::: THE INPUT

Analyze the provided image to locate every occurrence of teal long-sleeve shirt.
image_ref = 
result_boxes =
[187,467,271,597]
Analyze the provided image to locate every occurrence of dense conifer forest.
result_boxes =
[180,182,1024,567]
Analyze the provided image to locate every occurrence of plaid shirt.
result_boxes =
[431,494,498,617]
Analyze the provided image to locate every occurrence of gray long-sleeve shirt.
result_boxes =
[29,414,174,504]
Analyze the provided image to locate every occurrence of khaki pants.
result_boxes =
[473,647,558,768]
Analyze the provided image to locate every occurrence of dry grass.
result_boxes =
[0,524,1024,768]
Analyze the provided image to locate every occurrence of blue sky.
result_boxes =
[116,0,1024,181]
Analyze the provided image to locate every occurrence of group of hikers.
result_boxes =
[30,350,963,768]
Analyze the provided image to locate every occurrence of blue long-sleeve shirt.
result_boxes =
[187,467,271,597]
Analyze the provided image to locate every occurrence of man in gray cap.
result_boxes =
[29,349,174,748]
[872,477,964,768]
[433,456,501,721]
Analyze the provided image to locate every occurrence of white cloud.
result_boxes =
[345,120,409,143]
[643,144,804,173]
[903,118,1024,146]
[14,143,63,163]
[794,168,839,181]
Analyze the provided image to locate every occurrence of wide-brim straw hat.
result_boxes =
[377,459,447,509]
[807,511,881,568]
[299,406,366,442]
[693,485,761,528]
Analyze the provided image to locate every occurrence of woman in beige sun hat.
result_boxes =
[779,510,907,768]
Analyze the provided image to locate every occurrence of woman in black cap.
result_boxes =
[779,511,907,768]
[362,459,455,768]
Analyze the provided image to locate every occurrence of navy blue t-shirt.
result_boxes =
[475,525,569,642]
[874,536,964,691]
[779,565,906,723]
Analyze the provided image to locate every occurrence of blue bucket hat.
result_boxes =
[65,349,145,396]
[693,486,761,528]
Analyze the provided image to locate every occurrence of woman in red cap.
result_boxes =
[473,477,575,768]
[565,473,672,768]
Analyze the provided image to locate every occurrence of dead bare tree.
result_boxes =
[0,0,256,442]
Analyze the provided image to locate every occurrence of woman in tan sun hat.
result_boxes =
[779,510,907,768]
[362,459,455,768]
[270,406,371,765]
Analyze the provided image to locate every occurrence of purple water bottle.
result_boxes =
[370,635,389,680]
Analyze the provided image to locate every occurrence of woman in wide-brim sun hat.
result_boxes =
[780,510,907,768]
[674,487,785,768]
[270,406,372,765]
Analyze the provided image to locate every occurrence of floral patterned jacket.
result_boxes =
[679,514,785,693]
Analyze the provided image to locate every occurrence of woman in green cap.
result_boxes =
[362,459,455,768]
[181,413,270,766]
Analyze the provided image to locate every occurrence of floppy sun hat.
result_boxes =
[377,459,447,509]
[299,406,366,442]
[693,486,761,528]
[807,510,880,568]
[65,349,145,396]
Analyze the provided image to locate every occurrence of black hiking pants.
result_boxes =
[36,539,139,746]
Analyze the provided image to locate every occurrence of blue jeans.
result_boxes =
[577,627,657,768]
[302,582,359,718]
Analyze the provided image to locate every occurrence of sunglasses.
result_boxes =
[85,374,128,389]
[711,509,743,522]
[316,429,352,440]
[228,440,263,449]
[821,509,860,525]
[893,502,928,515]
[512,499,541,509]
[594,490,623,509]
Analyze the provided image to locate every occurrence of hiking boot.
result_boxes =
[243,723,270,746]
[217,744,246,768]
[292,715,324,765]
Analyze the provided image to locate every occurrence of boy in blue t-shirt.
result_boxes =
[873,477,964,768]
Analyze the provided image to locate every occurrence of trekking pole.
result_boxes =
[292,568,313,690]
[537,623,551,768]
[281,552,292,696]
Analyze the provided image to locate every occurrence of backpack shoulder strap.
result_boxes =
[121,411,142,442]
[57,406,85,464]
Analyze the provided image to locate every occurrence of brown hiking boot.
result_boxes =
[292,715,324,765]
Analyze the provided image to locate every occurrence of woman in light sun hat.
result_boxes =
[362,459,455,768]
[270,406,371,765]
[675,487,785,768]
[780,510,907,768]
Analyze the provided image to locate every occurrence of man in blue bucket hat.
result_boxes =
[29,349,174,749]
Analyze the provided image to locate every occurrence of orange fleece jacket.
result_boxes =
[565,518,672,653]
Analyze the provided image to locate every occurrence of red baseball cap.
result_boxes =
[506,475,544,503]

::::::

Can you copy every one of the entries above, keeping each line unchanged?

» **SOLUTION TO THIS PROBLEM**
Analyze the provided image to locate every occurrence of teal long-sleeve shirt.
image_ref = 
result_boxes =
[187,467,271,597]
Analyze the provided image to locate every occurrence of dense conifer forest.
result_boxes =
[180,182,1024,567]
Analyze the provided image to locate every occurrence of plaid shirt.
result_boxes =
[431,494,498,617]
Analyze the provided image to locate every occurrence of gray long-sleeve shirt.
result_boxes =
[29,414,174,504]
Analyze the provided image to locate every occurrence of khaki pants.
result_boxes =
[473,647,558,768]
Analyze the provided image to locate every occurrence of dry grass.
result_boxes =
[0,524,1024,768]
Analyze the provided image to locate every occurrence of blue sky.
result_boxes =
[116,0,1024,181]
Analyze the provided image to locate every occurrence of group of hikers.
result_boxes =
[30,350,963,768]
Analyze the provided image to locate every occurrence of blue long-sleeve shirt.
result_boxes =
[187,467,271,597]
Analyze the provided image to locate every occurrence of man in gray cap.
result_boxes =
[29,349,174,748]
[872,477,964,768]
[433,456,501,721]
Analyze the provided image to locate every occurrence of white cloud.
result_boxes =
[345,120,409,143]
[643,144,804,173]
[903,118,1024,146]
[14,143,63,163]
[794,168,839,181]
Analyze the provided image to locate every occurrence of wide-brim straw hat.
result_boxes =
[377,459,447,509]
[807,511,881,568]
[299,406,366,442]
[693,485,761,528]
Analyze the provided image to locate every occurrence of woman in beige sun hat.
result_boxes =
[779,510,907,768]
Analyze the provided image to locate every occurrence of woman in black cap.
result_boxes =
[779,511,907,768]
[362,459,455,768]
Analyze the provided image to locate every occurrence of navy blue t-shirt.
result_boxes =
[475,525,569,642]
[874,536,964,691]
[779,565,906,723]
Analyze the provided image to locate every occurrence of blue bucket hat.
result_boxes =
[65,349,145,396]
[693,486,761,528]
Analyze the provided image to locate every occurrence of woman in red cap.
result_boxes =
[473,477,575,768]
[565,473,672,768]
Analyze the provided image to locate every occurrence of dead bare tree.
result_boxes =
[0,0,256,442]
Analyze the provided image to locate every occurrence of woman in tan sun hat.
result_boxes =
[779,510,907,768]
[362,459,455,768]
[270,406,371,765]
Analyze the provided image to locate every occurrence of purple water bottle.
result_boxes =
[370,635,389,680]
Analyze the provided image to locate every occurrence of woman in wide-brim sun hat.
result_boxes =
[780,510,907,768]
[674,487,785,768]
[270,406,372,765]
Analyze the provided image to locate every occurrence of floral patterned jacket.
result_boxes =
[679,514,785,693]
Analyze the provided image to locate every occurrence of woman in green cap.
result_boxes =
[362,459,455,768]
[181,413,270,766]
Analyze the provided image to locate every occurrence of floppy sun hat.
result_boxes =
[377,459,447,509]
[299,406,366,442]
[693,486,761,528]
[807,510,880,568]
[65,349,145,396]
Analyze the provided image to locate every occurrence of black hiking pants.
result_boxes =
[36,539,139,746]
Analyze the provided image to locate every occurrence of blue jeans.
result_boxes =
[577,627,657,768]
[302,582,359,718]
Analyze the provided image to locate every occurrence of sunglasses.
result_boxes =
[85,374,128,389]
[711,509,743,522]
[316,429,352,440]
[228,440,263,449]
[821,509,860,525]
[893,502,928,515]
[512,499,541,509]
[594,490,623,509]
Analyze the provided image to locate every occurrence of hiking boot.
result_boxes =
[243,723,270,746]
[217,744,246,768]
[292,715,324,765]
Analyze the provided image to locate every occurrence of boy in blue t-shirt.
result_boxes =
[873,477,964,768]
Analyze the provided image to locate every occurrence of trekking pole.
result_boxes =
[292,568,313,690]
[537,623,551,768]
[281,552,292,696]
Analyze the provided image to locate every occurrence of backpack shoulder strap.
result_boxes =
[121,411,142,442]
[57,406,85,464]
Analyze the provided image to locate every occurrence of brown hiking boot.
result_boxes =
[292,715,324,765]
Analyze the provided image to locate every occurrence of woman in light sun hat.
result_boxes =
[362,459,455,768]
[270,406,371,765]
[675,487,785,768]
[780,510,907,768]
Analyze the provided image to locate every occurrence of man in blue bucket hat.
result_boxes =
[29,349,174,749]
Analyze the provided image to locate every occurrence of orange fleece jacket.
result_boxes =
[565,518,672,653]
Analyze the provided image to locate every occurrence of red baseball cap.
result_boxes =
[506,475,544,503]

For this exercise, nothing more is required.